## Extract provided
*-*-*

Infallibility isn’t the same thing as intelligence
The history of AI is often told as the story of machines getting smarter over time. What’s lost is the human element in the narrative, how intelligent machines are designed, trained, and powered by human minds and bodies.
In this six-part series, we explore that human history of AI—how innovators, thinkers, workers, and sometimes hucksters have created algorithms that can replicate human thought and behavior (or at least appear to). While it can be exciting to be swept up by the idea of super-intelligent computers that have no need for human input, the true history of smart machines shows that our AI is only as good as we are.
Part 3: Turing’s Error
In 1950, at the dawn of the digital age, Alan Turing published what was to be become his most well-known article, “Computing Machinery and Intelligence,” in which he poses the question, “Can machines think?”
Instead of trying to define the terms “machine” and “think,” Turing outlines a different method for answering this question derived from a Victorian parlor amusement called the imitation game. The rules of the game stipulated that a man and a woman, in different rooms, would communicate with a judge via handwritten notes. The judge had to guess who was who, but their task was complicated by the fact that the man was trying to imitate a woman.

*-*-*

## Collected material
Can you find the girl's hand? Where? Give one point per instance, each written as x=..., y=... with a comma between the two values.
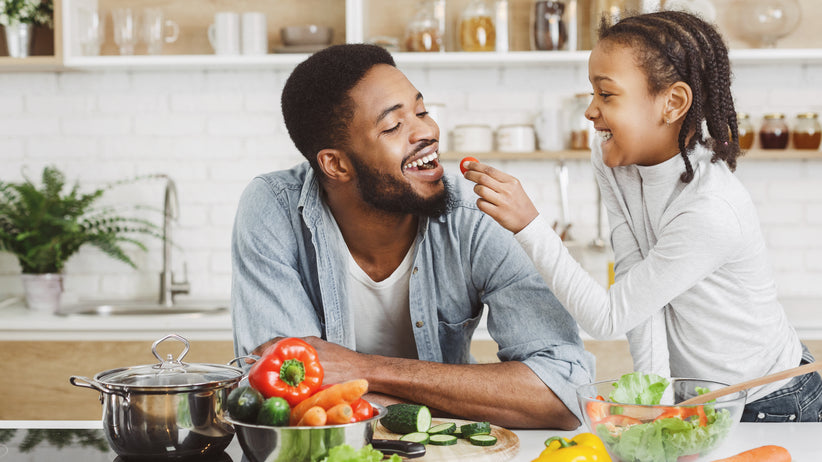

*-*-*

## Task objective
Carry on the article about Turing and the imitation game, starting right after its last sentence.

## Response to the exercise
Inspired by this game, Turing devised a thought experiment in which one contestant was replaced by a computer. If this computer could be programmed to play the imitation game so well that the judge couldn’t tell if he was talking to a machine or a human, then it would be reasonable to conclude, Turing argued, that the machine was intelligent.
This thought experiment became known as the Turing test, and to this day, remains one of the best known and most contentious ideas in AI. The enduring appeal of the test is that it promises a non-ambiguous answer to the philosophically fraught question: “Can machines think?” If the computer passes Turing’s test, then the answer is yes. As philosopher Daniel Dennett has written, Turing’s test was supposed to be a philosophical conversation stopper. “Instead of arguing interminably about the ultimate nature and essence of thinking,” Dennett writes, “why don’t we all agree that whatever that nature is, anything that could pass this test would surely have it.”
But a closer reading of Turing’s paper reveals a small detail that introduces ambiguity into the test, suggesting that perhaps Turing meant it more as a philosophical provocation about machine intelligence than as a practical test.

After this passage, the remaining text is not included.